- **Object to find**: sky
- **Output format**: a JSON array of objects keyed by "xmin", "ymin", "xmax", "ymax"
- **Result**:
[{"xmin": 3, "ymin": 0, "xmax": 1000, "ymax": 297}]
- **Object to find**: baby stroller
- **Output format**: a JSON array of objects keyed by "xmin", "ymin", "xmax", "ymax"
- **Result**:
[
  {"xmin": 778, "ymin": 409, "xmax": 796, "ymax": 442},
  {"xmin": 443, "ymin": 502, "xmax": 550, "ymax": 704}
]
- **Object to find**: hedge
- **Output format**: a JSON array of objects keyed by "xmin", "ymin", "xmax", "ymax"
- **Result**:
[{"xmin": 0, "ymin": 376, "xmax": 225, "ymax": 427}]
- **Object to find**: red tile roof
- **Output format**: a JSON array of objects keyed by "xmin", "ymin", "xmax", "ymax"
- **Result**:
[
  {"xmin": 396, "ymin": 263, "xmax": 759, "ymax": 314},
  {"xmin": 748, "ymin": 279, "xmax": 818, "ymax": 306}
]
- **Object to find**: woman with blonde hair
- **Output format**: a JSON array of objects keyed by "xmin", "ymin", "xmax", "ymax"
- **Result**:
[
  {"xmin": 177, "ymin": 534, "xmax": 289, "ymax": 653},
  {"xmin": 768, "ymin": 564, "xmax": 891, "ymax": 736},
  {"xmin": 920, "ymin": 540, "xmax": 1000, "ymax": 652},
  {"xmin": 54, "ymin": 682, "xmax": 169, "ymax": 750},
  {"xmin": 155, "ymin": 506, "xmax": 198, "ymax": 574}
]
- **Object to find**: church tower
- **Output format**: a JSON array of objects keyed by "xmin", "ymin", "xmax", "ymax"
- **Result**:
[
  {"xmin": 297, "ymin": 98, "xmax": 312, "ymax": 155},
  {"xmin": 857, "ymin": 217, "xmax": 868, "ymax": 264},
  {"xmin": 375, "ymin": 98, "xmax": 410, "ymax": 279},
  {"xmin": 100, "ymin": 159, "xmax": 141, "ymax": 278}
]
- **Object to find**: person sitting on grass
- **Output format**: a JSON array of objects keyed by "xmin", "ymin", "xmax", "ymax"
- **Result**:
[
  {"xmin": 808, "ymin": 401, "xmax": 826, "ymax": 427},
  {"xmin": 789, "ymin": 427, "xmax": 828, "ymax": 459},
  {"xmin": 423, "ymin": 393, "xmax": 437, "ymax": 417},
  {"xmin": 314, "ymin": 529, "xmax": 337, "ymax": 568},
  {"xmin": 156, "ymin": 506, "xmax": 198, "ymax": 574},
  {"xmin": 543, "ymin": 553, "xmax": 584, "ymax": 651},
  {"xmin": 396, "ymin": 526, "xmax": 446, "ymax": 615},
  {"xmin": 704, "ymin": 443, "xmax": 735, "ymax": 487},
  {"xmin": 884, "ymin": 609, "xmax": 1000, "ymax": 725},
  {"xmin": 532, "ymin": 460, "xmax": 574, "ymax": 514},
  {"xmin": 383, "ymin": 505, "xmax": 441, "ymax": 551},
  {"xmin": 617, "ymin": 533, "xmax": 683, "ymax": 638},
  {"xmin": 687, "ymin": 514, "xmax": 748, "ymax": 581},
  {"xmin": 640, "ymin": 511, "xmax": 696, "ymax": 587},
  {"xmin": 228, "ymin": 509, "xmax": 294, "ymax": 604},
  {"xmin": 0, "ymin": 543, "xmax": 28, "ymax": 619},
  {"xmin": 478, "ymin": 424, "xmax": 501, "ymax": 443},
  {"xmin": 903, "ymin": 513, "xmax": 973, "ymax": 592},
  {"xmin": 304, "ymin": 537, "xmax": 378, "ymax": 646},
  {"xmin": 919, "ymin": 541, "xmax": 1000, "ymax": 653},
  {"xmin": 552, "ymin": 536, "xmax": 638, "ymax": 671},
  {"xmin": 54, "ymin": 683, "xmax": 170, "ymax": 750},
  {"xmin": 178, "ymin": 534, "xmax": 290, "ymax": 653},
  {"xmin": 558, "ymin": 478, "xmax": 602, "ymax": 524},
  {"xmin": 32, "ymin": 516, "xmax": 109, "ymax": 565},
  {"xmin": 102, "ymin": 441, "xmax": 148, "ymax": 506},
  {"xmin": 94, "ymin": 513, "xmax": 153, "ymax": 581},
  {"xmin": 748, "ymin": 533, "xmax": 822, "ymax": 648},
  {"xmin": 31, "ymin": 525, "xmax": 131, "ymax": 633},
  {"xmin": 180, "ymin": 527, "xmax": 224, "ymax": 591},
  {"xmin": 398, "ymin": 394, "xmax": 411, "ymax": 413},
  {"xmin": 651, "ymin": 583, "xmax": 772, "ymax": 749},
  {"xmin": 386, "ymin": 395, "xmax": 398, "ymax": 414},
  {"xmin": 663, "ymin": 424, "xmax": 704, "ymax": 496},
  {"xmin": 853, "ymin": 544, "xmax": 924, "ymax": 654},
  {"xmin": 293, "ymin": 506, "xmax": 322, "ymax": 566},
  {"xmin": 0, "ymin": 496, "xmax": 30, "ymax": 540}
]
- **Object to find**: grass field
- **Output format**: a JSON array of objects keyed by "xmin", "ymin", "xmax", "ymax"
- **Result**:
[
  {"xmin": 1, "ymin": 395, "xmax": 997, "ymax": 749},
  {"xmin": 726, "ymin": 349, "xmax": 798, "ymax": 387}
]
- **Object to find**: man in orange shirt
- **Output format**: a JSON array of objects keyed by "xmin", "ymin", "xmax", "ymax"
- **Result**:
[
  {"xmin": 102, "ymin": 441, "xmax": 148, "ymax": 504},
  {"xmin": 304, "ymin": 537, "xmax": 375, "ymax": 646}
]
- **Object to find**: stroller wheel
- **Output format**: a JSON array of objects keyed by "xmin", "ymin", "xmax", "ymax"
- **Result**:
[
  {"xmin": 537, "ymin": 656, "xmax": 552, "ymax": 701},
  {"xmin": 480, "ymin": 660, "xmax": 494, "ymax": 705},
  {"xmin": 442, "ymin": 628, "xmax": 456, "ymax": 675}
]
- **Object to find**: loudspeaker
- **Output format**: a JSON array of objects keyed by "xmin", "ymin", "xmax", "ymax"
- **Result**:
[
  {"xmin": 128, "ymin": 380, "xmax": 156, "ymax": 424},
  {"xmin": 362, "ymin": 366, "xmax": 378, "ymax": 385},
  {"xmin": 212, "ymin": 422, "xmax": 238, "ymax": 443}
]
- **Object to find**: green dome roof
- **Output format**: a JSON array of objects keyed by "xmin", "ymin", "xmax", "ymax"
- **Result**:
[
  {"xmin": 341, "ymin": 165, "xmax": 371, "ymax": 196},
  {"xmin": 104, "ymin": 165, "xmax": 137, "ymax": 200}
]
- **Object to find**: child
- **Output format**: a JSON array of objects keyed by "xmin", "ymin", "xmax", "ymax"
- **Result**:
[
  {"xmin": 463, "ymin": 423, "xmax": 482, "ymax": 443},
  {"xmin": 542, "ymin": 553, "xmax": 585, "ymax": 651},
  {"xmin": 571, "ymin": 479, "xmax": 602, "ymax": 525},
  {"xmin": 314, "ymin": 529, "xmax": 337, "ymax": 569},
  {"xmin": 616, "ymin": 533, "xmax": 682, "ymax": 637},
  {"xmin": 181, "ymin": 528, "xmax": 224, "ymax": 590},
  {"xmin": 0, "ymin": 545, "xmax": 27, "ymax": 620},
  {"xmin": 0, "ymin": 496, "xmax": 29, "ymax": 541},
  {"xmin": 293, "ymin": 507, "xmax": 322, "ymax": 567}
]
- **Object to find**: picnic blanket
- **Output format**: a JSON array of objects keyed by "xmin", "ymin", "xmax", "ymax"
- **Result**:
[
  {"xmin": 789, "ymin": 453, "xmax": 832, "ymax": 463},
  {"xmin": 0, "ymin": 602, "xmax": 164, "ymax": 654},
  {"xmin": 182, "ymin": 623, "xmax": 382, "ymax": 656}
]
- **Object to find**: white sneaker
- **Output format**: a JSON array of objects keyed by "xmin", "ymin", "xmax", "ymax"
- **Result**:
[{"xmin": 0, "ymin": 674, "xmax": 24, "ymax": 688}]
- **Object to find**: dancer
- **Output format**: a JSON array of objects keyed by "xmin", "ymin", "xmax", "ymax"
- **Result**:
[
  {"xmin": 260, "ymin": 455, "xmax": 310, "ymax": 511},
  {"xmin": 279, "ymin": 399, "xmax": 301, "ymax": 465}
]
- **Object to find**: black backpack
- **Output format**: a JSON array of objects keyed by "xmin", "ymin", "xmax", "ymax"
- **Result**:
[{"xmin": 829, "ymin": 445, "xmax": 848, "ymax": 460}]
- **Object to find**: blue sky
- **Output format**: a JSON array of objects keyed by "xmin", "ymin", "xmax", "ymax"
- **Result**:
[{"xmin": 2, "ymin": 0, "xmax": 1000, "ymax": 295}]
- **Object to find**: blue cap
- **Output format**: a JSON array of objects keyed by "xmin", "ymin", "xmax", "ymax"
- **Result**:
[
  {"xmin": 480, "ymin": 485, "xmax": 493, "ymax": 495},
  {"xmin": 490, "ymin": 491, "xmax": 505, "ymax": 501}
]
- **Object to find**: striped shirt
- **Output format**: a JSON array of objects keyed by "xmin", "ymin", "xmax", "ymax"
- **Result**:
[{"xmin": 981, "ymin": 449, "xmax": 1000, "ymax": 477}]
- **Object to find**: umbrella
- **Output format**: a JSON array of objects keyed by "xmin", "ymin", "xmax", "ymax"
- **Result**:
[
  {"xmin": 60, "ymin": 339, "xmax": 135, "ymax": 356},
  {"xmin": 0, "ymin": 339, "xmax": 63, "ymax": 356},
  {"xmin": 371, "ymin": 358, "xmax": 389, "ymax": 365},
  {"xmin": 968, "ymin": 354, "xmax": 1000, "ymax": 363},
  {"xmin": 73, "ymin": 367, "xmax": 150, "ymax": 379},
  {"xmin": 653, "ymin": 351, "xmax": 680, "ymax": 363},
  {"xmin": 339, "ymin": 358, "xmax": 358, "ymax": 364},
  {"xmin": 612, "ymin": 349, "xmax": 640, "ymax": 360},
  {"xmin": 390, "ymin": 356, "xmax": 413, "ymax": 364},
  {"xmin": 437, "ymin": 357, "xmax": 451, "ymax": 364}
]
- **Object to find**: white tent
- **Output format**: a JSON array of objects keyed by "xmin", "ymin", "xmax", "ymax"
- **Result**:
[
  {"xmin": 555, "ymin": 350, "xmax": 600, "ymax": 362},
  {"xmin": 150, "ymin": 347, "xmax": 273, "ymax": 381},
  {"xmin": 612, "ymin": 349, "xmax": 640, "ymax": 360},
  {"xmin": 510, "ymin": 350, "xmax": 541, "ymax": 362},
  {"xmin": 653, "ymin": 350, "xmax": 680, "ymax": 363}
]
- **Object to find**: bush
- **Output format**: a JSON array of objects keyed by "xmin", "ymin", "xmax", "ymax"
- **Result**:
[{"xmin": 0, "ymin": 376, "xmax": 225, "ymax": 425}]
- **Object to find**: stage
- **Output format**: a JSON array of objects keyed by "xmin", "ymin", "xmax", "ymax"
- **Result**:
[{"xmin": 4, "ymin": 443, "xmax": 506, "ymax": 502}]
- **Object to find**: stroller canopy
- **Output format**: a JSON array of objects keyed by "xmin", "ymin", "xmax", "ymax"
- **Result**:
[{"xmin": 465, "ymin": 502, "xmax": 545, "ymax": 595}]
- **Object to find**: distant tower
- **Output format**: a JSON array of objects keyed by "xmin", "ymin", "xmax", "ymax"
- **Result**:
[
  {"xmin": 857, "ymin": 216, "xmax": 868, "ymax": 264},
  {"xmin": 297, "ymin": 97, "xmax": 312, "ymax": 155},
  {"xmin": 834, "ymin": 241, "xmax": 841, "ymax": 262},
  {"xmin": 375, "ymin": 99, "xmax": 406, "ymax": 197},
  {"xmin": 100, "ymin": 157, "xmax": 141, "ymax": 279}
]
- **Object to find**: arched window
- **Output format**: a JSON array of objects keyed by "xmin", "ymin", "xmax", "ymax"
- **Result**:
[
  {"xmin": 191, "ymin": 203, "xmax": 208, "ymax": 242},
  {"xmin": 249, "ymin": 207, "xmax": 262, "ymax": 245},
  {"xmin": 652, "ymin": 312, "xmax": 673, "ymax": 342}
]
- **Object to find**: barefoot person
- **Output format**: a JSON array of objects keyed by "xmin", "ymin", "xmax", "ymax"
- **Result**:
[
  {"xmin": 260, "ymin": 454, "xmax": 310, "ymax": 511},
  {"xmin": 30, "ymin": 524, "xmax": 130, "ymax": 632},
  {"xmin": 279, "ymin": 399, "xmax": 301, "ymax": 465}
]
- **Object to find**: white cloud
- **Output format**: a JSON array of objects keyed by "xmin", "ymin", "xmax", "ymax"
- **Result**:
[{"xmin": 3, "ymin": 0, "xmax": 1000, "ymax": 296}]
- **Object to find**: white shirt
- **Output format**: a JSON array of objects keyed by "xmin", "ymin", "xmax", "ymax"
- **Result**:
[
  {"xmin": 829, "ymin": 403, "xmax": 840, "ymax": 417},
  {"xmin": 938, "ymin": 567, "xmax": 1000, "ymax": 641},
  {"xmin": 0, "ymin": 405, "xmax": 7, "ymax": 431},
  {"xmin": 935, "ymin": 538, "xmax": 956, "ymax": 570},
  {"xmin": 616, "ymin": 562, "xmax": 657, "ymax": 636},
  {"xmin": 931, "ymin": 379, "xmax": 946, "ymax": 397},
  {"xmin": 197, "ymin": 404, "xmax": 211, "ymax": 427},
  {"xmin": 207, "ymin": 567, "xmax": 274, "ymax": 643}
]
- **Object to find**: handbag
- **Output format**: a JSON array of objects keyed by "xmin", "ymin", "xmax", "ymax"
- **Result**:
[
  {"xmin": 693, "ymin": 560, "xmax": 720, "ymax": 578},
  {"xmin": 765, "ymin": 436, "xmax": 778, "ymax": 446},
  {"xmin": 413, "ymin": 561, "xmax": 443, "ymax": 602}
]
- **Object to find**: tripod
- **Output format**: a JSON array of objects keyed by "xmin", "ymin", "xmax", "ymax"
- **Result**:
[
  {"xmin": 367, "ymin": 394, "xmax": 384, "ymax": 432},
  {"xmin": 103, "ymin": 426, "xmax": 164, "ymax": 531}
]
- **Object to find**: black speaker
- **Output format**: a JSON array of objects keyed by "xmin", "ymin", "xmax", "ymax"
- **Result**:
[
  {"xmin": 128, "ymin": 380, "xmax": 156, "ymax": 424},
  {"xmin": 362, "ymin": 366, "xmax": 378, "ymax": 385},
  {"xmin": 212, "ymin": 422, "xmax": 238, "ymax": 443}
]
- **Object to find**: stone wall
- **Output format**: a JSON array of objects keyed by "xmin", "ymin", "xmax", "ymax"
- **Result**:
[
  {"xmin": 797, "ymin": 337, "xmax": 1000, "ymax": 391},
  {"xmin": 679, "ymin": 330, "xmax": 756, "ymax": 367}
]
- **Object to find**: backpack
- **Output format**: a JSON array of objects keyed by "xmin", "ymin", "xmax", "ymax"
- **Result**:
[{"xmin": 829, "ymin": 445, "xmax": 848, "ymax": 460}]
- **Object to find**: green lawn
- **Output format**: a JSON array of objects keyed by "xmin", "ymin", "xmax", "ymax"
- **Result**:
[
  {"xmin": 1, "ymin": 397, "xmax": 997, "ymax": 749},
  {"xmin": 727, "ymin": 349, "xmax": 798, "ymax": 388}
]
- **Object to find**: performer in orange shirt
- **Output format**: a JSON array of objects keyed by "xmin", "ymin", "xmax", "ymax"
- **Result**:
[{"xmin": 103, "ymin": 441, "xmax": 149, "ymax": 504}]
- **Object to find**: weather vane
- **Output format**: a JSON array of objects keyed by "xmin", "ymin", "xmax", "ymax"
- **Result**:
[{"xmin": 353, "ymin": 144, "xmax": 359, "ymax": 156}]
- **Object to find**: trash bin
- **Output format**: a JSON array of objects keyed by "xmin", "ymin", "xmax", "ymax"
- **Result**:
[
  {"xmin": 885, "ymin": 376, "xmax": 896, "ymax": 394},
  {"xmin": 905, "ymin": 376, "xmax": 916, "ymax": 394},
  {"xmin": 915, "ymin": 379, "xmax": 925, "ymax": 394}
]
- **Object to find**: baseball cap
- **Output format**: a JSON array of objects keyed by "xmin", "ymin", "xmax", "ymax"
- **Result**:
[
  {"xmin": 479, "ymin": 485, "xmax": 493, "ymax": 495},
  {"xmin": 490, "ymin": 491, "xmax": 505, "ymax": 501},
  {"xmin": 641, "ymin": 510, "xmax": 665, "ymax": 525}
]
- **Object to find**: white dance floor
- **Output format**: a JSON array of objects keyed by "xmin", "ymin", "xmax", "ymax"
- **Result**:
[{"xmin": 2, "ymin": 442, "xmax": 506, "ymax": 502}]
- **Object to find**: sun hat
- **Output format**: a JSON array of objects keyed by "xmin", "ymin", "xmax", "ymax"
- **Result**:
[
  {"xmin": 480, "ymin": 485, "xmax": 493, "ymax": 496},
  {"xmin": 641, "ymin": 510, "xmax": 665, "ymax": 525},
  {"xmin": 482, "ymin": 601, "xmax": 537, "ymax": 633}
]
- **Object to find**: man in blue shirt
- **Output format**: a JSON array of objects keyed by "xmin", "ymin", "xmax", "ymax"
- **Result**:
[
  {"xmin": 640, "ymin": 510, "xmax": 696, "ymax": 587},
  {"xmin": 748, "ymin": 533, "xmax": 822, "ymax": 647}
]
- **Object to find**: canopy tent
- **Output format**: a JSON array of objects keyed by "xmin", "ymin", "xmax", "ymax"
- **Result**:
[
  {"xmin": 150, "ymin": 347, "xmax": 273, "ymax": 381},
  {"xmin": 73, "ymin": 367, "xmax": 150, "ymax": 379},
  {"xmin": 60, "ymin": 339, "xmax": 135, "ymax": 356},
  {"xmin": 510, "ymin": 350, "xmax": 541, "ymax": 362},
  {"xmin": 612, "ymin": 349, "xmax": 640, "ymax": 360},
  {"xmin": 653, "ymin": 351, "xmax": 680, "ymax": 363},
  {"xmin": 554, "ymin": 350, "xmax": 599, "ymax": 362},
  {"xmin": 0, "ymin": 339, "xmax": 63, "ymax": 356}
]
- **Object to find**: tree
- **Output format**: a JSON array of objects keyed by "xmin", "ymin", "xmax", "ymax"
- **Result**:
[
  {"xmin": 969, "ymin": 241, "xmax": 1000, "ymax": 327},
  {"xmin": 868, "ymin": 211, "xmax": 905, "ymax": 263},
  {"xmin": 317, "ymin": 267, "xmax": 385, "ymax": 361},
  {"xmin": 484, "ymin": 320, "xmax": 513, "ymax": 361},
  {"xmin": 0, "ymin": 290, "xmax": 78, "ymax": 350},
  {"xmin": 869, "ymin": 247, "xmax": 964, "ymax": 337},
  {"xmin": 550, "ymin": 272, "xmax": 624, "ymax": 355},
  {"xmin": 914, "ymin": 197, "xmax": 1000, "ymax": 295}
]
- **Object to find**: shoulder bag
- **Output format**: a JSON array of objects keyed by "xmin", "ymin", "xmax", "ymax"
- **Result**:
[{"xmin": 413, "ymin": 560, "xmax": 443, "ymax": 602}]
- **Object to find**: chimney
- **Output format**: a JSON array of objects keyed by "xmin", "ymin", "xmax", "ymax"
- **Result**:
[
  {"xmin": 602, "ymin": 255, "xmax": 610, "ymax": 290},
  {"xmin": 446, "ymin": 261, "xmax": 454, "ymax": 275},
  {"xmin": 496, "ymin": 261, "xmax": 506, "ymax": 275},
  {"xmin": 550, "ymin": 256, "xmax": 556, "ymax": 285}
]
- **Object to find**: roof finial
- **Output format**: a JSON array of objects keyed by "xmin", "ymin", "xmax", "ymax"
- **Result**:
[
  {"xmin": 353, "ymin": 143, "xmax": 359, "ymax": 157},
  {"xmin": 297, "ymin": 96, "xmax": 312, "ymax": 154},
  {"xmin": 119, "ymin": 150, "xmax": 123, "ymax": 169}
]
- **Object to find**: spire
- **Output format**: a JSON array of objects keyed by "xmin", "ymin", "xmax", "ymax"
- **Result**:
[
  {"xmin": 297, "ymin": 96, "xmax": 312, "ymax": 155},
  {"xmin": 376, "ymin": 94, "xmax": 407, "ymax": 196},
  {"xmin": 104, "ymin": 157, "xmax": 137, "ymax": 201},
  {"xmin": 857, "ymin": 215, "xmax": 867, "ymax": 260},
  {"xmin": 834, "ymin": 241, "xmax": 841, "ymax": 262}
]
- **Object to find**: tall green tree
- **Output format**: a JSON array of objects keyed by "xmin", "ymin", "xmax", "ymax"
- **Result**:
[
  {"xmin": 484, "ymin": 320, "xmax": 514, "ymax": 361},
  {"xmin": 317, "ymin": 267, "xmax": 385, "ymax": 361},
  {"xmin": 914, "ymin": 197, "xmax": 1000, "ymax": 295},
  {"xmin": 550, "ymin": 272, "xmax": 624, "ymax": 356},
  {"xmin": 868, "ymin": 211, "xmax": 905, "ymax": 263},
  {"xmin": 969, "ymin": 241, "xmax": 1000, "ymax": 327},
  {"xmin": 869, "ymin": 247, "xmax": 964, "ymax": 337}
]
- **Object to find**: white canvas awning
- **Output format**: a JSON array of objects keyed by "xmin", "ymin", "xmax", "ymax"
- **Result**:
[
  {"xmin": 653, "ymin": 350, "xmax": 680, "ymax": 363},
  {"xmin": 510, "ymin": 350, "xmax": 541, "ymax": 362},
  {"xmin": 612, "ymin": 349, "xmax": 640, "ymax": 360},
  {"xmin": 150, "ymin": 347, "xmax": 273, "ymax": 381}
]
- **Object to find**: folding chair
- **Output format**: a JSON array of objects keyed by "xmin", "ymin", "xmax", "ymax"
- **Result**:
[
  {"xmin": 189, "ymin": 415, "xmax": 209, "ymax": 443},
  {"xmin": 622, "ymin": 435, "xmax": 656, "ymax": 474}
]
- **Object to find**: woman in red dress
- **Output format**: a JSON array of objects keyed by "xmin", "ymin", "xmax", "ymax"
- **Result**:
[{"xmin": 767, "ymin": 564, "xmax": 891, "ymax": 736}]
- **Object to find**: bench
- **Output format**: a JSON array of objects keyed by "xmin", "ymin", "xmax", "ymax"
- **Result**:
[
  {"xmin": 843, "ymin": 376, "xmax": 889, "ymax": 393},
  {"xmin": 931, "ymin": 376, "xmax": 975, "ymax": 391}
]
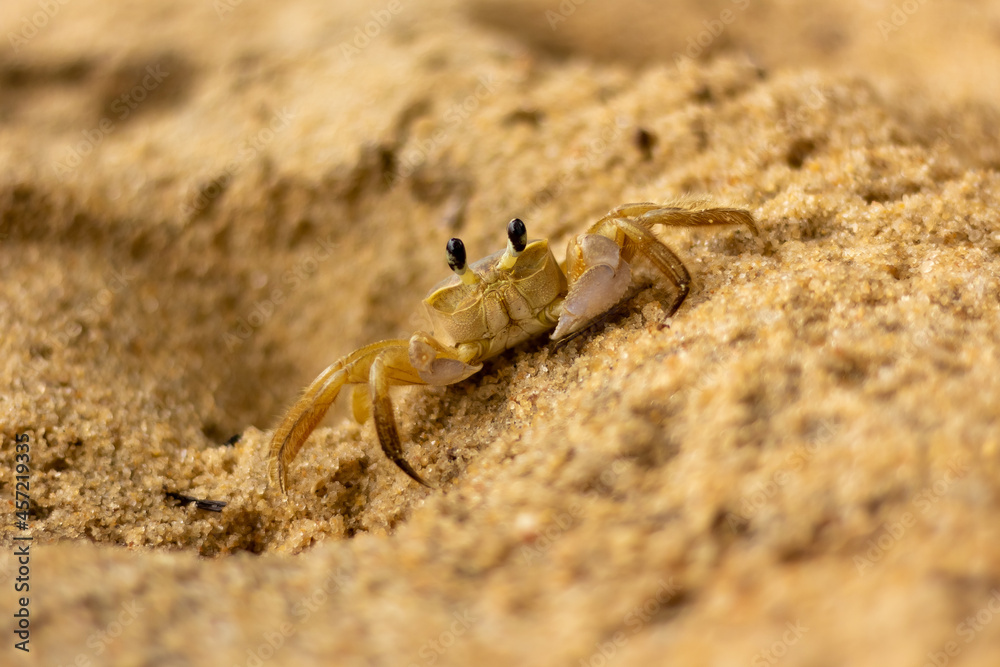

**WHAT YOU SHOULD DO**
The required output is every line above from the one with "- **Object to find**: trash bin" down to the one with "- **Object to find**: baseball cap", restated word for word, ends included.

**WRITTEN REPLY**
- **Object to find**: trash bin
- **Output format**: a JSON array of objects keyed by "xmin", "ymin", "xmax", "ymax"
- **Result**:
[
  {"xmin": 885, "ymin": 376, "xmax": 896, "ymax": 394},
  {"xmin": 905, "ymin": 376, "xmax": 916, "ymax": 394},
  {"xmin": 915, "ymin": 379, "xmax": 925, "ymax": 394}
]
- **Object to find**: baseball cap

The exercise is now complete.